◆ **Short problem**
Copy out, word for word, the rows below, starting with the row that contains "Identify a point for each instance of the railing" and continuing through the final row.

◆ **Task data**
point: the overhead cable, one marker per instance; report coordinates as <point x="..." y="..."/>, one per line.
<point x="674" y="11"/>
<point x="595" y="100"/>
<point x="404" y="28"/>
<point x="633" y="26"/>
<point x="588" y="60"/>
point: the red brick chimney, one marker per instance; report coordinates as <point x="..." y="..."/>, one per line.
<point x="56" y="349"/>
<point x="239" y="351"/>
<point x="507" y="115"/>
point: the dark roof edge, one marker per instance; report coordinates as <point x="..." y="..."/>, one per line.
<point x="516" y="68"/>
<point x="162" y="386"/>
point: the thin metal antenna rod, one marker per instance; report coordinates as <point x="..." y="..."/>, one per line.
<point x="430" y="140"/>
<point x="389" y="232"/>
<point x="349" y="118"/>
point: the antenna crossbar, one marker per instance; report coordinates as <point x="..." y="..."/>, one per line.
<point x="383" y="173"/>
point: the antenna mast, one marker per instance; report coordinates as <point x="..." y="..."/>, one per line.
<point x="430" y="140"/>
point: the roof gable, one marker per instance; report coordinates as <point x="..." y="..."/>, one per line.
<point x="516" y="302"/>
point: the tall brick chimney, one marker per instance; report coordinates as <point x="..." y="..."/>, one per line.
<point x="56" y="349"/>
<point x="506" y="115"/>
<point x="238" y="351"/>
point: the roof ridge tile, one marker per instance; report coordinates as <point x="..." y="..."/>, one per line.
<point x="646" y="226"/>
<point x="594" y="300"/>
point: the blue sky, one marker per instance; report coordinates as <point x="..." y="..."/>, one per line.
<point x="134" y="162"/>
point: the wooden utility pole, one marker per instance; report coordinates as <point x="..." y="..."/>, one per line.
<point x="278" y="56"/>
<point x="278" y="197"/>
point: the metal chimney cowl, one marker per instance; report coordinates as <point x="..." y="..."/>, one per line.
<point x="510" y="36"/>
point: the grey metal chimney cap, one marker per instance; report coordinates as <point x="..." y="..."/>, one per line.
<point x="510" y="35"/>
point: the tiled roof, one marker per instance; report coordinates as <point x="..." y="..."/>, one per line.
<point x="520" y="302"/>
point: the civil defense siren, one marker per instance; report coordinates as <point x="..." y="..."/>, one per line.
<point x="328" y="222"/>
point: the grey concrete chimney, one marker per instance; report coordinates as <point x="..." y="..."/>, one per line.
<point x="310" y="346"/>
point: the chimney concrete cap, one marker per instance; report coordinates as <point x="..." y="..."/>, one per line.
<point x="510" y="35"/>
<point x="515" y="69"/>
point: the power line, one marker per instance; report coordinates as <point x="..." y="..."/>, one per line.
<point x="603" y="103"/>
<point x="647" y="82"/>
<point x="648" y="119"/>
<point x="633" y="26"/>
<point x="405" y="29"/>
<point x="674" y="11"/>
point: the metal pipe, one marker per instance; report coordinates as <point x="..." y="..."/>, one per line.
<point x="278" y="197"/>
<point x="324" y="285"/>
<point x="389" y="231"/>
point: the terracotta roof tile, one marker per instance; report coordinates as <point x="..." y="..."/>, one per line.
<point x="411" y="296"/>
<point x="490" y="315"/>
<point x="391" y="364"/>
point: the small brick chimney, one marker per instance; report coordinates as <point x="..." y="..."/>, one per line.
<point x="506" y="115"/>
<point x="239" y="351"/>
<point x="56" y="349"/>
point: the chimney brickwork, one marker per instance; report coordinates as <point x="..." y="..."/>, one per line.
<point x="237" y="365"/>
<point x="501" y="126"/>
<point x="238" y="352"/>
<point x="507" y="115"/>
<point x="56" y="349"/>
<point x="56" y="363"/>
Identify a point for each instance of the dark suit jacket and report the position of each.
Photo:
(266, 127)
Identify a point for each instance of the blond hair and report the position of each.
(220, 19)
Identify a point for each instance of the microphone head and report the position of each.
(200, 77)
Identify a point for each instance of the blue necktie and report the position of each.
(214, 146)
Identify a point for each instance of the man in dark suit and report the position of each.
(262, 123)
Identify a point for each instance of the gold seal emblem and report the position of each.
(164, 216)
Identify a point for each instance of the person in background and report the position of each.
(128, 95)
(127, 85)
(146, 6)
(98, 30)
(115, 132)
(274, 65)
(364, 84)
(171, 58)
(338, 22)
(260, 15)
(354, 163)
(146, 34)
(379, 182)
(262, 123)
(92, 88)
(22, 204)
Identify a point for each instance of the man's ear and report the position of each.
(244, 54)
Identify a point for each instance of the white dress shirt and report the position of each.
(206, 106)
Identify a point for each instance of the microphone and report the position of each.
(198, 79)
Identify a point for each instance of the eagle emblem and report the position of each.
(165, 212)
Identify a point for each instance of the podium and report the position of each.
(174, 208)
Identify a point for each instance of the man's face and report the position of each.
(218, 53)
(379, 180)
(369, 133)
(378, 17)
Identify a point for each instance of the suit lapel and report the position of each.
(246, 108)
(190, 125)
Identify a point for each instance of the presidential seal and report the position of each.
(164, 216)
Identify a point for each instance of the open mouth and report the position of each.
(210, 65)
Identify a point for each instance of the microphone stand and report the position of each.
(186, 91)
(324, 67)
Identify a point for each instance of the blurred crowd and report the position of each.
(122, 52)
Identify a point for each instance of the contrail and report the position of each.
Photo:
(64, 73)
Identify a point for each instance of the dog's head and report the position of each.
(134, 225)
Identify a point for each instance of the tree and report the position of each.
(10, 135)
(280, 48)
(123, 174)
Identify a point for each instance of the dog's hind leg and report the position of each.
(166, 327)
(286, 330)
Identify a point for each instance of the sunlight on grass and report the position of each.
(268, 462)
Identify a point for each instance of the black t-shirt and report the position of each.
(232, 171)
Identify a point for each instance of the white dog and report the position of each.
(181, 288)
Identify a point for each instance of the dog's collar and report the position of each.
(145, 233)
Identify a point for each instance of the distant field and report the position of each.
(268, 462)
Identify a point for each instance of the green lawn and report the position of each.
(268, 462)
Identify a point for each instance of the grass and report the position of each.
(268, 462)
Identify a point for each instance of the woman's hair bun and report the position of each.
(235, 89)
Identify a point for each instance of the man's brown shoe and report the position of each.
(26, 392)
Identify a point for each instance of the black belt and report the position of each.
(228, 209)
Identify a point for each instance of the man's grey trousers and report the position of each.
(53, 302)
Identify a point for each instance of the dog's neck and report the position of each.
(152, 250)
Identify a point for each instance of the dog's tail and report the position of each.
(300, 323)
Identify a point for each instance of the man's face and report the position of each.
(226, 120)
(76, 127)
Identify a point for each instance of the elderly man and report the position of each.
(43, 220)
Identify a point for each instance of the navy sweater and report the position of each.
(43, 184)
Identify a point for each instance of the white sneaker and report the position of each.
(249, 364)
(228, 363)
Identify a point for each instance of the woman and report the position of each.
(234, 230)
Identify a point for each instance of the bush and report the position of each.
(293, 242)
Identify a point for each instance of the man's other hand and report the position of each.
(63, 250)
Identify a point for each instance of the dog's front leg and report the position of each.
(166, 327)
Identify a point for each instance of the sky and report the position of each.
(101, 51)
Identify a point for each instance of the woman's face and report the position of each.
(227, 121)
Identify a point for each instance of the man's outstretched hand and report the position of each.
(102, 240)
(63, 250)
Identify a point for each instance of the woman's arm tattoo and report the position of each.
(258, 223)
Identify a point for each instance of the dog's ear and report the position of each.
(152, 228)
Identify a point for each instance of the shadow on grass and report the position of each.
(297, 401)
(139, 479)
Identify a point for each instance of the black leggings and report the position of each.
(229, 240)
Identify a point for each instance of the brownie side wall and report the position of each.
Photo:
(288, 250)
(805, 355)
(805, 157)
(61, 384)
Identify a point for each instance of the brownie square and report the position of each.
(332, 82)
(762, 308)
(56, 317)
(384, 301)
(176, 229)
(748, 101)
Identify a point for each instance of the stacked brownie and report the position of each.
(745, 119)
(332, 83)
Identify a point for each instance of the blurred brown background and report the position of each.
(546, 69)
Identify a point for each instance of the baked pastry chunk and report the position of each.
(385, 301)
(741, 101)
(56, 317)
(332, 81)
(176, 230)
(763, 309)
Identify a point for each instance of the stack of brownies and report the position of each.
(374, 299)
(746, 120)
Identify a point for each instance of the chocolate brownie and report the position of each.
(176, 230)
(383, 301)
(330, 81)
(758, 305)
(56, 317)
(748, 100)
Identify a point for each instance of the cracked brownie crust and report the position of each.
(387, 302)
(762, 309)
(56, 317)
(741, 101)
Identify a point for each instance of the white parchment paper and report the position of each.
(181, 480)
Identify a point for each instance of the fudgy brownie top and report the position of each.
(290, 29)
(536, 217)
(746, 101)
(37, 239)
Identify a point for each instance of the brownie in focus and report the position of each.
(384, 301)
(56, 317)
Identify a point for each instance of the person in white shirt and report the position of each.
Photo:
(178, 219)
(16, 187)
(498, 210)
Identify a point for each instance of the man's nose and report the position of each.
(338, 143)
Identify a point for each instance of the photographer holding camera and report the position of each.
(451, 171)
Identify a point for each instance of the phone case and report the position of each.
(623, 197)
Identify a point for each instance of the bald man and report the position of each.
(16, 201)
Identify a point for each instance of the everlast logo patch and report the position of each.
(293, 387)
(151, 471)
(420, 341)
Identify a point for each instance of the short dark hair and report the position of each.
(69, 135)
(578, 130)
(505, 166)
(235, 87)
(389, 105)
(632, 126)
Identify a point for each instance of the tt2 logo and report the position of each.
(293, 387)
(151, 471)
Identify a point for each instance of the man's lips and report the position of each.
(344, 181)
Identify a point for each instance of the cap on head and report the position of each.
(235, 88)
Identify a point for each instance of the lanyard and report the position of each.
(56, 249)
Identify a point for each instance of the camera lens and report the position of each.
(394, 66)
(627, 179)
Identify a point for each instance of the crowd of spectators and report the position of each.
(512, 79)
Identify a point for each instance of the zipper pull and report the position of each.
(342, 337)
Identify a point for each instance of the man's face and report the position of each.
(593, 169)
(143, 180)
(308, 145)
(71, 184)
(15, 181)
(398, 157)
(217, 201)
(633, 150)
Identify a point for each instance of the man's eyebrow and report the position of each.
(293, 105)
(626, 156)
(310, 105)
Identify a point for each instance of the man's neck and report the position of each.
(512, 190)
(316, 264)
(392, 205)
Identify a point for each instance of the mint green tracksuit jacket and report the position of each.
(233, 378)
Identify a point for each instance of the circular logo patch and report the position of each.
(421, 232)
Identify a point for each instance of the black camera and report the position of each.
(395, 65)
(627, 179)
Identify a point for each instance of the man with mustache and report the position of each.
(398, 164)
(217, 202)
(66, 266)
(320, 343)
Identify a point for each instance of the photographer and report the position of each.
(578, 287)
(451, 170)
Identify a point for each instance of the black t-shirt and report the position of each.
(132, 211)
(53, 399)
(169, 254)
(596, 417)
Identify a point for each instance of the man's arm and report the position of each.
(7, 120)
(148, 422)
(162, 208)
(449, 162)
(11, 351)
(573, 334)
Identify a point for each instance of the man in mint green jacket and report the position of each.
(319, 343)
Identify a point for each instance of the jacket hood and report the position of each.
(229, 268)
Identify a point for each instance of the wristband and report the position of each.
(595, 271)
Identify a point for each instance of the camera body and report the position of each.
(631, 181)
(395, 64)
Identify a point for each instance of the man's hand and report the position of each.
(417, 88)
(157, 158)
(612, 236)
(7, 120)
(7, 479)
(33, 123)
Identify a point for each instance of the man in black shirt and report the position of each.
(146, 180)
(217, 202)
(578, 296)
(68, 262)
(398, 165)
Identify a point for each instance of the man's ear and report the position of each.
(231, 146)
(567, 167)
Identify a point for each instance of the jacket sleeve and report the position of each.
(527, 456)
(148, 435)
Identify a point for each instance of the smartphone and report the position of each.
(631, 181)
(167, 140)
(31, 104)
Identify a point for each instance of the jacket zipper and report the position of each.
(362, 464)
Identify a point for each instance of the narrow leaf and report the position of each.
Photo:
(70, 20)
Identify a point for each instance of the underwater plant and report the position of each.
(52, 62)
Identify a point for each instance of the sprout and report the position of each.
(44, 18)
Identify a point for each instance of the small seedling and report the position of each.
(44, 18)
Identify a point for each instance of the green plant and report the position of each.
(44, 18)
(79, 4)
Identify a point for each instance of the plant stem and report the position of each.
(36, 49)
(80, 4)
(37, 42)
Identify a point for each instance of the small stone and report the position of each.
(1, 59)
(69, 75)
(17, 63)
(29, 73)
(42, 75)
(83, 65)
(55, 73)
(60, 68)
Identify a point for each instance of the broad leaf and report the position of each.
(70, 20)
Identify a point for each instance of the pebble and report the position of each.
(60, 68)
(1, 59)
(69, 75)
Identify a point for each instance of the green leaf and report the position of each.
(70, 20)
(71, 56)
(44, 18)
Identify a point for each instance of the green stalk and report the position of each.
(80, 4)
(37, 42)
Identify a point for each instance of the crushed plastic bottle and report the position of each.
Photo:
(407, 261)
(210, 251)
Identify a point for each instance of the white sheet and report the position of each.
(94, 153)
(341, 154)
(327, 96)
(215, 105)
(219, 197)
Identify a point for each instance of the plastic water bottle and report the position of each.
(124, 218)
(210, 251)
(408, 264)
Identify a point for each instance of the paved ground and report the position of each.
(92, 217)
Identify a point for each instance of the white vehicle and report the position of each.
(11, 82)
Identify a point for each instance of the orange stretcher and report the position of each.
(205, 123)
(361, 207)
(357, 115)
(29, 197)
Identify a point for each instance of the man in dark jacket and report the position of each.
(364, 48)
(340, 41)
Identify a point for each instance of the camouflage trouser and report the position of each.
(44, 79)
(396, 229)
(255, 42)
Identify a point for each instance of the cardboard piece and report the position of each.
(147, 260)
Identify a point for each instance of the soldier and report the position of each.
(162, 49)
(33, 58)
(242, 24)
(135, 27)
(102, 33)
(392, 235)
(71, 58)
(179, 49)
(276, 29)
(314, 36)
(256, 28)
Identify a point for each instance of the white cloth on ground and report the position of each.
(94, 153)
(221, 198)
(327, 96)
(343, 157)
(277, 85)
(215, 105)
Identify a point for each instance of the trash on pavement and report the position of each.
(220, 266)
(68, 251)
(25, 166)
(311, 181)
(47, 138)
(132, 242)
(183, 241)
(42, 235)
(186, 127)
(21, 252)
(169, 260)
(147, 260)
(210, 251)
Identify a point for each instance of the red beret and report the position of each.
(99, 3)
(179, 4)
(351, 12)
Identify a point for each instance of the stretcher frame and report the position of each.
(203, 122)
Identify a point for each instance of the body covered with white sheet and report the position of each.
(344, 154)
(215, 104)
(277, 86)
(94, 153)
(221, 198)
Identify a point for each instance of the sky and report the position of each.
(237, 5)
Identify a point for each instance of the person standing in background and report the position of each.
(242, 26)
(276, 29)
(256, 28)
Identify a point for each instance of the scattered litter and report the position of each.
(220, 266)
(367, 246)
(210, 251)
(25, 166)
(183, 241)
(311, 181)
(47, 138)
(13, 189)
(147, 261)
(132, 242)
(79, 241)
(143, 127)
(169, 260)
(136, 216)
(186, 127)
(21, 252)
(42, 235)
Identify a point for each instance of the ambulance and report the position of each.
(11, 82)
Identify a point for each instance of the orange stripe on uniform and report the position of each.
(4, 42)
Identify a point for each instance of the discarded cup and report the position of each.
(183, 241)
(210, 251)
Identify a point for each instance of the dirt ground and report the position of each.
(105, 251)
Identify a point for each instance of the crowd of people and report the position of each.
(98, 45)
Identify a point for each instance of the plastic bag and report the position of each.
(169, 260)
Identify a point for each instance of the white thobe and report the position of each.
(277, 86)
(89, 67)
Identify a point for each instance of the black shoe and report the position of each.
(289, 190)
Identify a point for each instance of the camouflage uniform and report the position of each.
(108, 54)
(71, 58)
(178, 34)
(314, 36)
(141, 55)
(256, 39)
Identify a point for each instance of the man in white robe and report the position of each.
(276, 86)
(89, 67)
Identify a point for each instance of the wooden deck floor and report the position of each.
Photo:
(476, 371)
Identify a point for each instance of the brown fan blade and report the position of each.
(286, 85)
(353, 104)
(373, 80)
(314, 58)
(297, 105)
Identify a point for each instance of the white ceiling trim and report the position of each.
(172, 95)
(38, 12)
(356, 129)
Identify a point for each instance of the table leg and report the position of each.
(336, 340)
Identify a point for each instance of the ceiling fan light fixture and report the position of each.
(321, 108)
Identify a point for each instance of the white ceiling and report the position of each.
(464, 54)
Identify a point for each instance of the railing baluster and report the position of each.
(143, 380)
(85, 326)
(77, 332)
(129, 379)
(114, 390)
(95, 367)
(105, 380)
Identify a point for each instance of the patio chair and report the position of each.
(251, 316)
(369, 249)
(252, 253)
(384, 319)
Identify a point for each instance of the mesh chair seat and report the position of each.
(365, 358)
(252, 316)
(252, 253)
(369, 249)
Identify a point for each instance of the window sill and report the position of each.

◆ **Response to this task**
Identify a point for each instance of the railing baluster and report the position of each.
(143, 380)
(85, 326)
(77, 332)
(129, 379)
(114, 390)
(95, 367)
(105, 380)
Identify a point for each instance of the patio chair and report the position of each.
(251, 316)
(369, 249)
(252, 253)
(384, 319)
Identify a point for each instance of the mesh chair seat and report the position of each.
(365, 358)
(252, 316)
(252, 253)
(369, 249)
Identify a point for each instance of the window sill and report the position of each.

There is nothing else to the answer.